*WHAT TO WORK ON*
Reproduce the following material exactly, including every line.
>> Begin EXTRACTED MATERIAL
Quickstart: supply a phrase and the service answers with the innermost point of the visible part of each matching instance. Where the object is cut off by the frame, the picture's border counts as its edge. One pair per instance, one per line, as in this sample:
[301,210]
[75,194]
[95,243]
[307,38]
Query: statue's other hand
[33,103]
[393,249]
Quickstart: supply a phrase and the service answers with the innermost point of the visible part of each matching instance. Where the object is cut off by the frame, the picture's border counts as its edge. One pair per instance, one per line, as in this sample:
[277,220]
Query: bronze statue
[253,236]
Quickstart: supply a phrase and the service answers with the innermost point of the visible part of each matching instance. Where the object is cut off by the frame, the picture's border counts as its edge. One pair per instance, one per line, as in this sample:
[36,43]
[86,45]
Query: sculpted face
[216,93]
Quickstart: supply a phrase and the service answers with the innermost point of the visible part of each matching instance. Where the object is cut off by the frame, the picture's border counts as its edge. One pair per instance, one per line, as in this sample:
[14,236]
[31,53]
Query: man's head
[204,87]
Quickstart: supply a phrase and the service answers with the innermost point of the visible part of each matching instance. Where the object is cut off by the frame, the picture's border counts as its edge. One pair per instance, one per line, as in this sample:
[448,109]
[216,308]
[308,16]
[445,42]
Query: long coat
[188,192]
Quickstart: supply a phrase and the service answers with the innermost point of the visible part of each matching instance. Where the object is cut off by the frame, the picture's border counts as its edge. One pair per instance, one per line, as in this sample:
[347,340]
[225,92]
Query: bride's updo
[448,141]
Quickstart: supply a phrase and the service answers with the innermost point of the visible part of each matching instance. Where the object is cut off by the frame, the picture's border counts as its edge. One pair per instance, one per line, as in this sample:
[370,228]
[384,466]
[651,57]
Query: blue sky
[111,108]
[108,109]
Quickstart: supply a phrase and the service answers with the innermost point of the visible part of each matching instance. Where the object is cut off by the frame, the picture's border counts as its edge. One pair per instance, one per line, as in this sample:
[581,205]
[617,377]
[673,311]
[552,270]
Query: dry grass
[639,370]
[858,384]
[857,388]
>> End EXTRACTED MATERIAL
*FINISHED ANSWER*
Quickstart: supply a phrase and the service answers with the innermost point of the visible part of each matching instance. Where the object is cut off by the frame, the picture's border counts as its edge. One pair per instance, one per line, as in this sample:
[301,210]
[75,194]
[95,243]
[307,38]
Query: statue's other hand
[33,103]
[393,249]
Quickstart: supply a phrase and the service answers with the innermost point of the visible part of each matching instance. Where the object is cut off by the frame, the picture's border counts as its edge. One pair per instance, one per line, as in this sample:
[277,220]
Query: bronze statue
[253,236]
Quickstart: supply a phrase and the service answers with the innermost point of the visible part of each matching instance. Where the object is cut off by the frame, the picture's border counts as its edge. One pair per instance, one per line, as in this sample:
[36,43]
[86,45]
Query: sculpted face
[216,93]
Quickstart: supply a phrase and the service answers with the innermost point of the visible part of each matching instance. Where the object is cut off by the frame, the picture's border counts as its edge. One pair per instance, one per line, as in this sample:
[14,236]
[31,53]
Query: man's head
[204,87]
Quickstart: supply a phrase and the service answers with the innermost point of the visible part of each matching instance. Where the object is cut off by the frame, the picture's border counts as its edge. One pair per instance, one per line, as in this sample:
[448,109]
[216,308]
[308,16]
[445,42]
Query: long coat
[188,192]
Quickstart: supply a phrase and the service answers with the innermost point of the visible part of each matching instance. Where the object is cut off by the frame, the picture's border counts as its edge. One pair per instance, one per line, as in this sample:
[347,340]
[225,92]
Query: bride's updo
[448,141]
Quickstart: supply a phrase and the service answers with the innermost point of the visible part of each matching instance. Where the object is cut off by the frame, the picture's border counts as its edge. One pair per instance, one per line, as in this sample:
[370,228]
[384,466]
[651,57]
Query: blue sky
[111,108]
[108,109]
Quickstart: supply a phrase and the service answers with the innermost point of the visible part of each matching instance. Where the object is cut off by the frame, the picture's border counts as its edge. One pair per instance, one per line, as in this sample:
[581,205]
[617,377]
[673,311]
[552,270]
Query: dry grass
[639,370]
[858,384]
[857,388]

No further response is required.